■ **GIVEN PROBLEM**
Repeat exactly the lines of the listing from the line containing "the car windshield" through its last line, and nothing beyond them.

## Begin

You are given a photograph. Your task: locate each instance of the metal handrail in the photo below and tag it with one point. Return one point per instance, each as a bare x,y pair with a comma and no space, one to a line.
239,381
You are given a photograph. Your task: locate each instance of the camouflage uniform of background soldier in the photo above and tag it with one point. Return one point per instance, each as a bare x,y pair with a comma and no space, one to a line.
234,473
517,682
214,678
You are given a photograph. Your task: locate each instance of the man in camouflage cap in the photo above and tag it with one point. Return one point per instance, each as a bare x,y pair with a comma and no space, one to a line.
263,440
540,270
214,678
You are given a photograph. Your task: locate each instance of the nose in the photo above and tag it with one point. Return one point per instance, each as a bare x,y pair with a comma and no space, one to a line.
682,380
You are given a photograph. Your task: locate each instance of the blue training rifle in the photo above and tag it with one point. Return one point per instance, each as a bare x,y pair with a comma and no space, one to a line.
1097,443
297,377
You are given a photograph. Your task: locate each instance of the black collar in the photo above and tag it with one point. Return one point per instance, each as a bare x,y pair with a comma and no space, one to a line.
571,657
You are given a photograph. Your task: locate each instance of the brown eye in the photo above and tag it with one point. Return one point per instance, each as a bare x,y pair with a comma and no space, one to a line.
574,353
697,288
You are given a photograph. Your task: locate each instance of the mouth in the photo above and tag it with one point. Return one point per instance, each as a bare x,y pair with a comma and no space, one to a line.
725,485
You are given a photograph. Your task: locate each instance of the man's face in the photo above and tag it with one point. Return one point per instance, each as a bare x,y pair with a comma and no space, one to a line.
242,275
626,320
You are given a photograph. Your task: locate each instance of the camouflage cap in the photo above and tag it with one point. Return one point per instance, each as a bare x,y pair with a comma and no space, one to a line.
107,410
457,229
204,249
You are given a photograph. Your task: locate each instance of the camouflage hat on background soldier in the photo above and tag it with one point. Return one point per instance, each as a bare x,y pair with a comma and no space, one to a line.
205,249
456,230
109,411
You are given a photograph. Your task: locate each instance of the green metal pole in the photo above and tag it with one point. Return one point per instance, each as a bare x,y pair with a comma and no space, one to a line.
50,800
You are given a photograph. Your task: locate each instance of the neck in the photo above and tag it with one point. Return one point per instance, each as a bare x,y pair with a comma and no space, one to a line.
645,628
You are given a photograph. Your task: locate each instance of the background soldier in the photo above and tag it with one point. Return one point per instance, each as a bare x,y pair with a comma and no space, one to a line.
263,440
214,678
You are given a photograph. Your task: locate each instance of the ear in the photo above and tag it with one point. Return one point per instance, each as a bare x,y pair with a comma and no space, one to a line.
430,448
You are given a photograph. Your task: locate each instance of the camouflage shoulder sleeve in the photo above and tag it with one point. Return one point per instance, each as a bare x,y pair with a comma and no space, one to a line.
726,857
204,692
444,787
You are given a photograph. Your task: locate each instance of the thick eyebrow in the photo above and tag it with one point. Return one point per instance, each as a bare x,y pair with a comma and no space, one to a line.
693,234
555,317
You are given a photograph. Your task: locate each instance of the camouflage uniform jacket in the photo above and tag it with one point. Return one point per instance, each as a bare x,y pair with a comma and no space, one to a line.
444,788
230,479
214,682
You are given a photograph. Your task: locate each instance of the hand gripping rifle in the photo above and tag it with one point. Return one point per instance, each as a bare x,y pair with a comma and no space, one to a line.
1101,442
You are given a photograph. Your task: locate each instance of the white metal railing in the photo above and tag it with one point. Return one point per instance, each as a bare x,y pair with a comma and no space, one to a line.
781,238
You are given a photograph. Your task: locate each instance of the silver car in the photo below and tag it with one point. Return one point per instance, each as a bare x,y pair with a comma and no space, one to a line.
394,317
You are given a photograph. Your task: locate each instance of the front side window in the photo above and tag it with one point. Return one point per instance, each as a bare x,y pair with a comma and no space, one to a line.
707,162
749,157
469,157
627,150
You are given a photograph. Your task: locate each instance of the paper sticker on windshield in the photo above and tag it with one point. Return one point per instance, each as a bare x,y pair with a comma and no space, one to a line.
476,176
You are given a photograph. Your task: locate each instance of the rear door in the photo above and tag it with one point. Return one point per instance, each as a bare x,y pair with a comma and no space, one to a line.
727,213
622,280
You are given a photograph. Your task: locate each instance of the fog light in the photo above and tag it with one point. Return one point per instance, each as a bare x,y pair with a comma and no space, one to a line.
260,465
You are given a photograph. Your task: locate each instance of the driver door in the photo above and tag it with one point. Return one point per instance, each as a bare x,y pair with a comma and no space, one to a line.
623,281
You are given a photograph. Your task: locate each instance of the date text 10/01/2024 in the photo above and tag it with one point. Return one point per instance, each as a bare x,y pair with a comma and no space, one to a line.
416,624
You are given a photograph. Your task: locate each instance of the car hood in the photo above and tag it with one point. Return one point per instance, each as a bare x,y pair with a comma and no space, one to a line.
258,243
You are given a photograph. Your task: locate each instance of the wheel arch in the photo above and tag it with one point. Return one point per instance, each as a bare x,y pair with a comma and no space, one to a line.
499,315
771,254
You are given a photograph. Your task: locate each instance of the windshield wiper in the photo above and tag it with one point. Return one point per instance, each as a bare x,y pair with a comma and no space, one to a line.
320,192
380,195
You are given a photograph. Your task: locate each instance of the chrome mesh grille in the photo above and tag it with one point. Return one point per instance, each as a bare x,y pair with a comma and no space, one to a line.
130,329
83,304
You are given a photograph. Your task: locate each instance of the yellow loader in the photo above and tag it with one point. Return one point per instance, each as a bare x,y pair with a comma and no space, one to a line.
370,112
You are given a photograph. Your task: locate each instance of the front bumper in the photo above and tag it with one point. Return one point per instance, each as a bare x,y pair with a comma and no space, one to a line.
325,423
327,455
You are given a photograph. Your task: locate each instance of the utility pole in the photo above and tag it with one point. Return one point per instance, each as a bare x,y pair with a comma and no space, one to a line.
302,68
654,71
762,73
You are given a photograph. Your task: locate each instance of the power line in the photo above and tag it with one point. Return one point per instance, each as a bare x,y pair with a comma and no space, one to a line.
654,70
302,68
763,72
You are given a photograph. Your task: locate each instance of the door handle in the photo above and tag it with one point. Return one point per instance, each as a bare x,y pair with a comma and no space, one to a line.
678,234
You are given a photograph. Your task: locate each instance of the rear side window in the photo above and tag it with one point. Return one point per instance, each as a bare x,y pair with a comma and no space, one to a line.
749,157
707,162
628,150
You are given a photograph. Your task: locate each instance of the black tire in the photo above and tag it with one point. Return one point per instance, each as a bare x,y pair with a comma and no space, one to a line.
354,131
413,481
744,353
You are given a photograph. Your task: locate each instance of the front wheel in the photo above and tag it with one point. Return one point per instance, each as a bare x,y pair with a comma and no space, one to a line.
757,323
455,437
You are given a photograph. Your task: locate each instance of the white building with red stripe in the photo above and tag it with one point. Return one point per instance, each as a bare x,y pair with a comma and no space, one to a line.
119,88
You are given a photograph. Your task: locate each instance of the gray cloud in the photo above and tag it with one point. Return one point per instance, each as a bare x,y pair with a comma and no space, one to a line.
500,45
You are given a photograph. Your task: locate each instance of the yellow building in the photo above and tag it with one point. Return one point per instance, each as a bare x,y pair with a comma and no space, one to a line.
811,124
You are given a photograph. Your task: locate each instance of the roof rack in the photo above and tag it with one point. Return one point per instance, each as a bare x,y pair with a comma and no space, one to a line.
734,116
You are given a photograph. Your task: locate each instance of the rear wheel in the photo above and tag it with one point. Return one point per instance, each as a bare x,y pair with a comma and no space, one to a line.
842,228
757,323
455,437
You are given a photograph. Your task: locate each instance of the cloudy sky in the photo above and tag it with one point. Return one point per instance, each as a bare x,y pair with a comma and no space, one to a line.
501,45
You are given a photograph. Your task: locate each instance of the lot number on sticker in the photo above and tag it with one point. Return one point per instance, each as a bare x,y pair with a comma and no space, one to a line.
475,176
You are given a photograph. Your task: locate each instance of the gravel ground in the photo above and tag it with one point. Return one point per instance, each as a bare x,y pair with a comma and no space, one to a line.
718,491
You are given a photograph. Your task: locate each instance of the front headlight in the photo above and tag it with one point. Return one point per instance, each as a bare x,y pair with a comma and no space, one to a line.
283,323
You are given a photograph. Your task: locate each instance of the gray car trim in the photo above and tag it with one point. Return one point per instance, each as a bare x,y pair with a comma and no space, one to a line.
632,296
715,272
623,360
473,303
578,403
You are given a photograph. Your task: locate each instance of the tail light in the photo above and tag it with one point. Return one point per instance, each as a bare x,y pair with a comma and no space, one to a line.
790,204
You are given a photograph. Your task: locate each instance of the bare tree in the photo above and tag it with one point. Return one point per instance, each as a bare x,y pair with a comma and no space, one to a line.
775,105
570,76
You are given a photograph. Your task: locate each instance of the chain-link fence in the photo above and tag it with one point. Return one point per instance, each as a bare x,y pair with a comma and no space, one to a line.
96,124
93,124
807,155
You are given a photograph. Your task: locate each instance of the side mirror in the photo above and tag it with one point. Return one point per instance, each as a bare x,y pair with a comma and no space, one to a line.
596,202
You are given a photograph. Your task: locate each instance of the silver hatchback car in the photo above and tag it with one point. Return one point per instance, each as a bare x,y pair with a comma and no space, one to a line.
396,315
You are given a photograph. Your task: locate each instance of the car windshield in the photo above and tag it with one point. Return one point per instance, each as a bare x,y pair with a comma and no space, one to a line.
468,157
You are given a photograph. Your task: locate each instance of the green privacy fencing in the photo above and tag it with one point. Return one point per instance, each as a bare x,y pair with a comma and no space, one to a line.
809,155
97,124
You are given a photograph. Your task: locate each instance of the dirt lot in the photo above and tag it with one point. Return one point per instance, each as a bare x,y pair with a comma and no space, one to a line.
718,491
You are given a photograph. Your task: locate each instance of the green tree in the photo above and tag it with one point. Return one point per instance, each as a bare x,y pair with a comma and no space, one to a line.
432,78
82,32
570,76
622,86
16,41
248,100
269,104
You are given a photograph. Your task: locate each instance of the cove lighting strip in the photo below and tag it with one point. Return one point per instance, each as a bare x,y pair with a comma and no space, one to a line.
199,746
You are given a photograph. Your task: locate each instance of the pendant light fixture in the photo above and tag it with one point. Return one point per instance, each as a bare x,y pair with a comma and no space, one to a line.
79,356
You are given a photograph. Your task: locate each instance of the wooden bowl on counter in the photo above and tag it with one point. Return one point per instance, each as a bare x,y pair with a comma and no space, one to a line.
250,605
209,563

## End

■ **ANSWER TO THIS EXERCISE**
You are given a photograph. Your task: locate each instance of the car windshield in the photo above and tag it with one point. Return one point per instance, each as a bare x,y pair with a comma and no space, one to a line.
468,157
You are given a photograph. Your task: locate each instance of the green privacy fencing in the photo above and tag it with one point. Return one point per instance, each as a bare x,y pair with a comma and no space, one to a line.
809,155
97,124
You are given a photograph. Your task: locate each instance of the dirt lot in the photo above and tag it with one point. Return one point per instance, each as a bare x,y pair with a comma and no space, one to a line.
718,491
You are given a photograph. Your task: locate each instance of the green tree in the photo above and tag it with one point. Return one point per instance, each as a bare x,y pair with a comma and no space, one to a line.
432,78
82,32
570,76
622,86
16,41
248,100
269,104
You are given a photograph. Your task: locate each instance of the cove lighting strip in the photo below and tag it with one point. Return one point per instance, each as a bare x,y pair with a comma and no space, one to a line.
199,746
You are given a photograph. Your task: locate each instance of the pendant light fixture in the photo above and tag it with one point. Return one point per instance, each as a bare x,y pair with a comma and no space, one to a line.
79,356
You are given a photograph. Your task: locate each instance of the wooden bowl on counter in the photo above and tag it with one point. Return one point per instance, each as a bare x,y pair with a comma and no space, one to a line.
250,605
209,563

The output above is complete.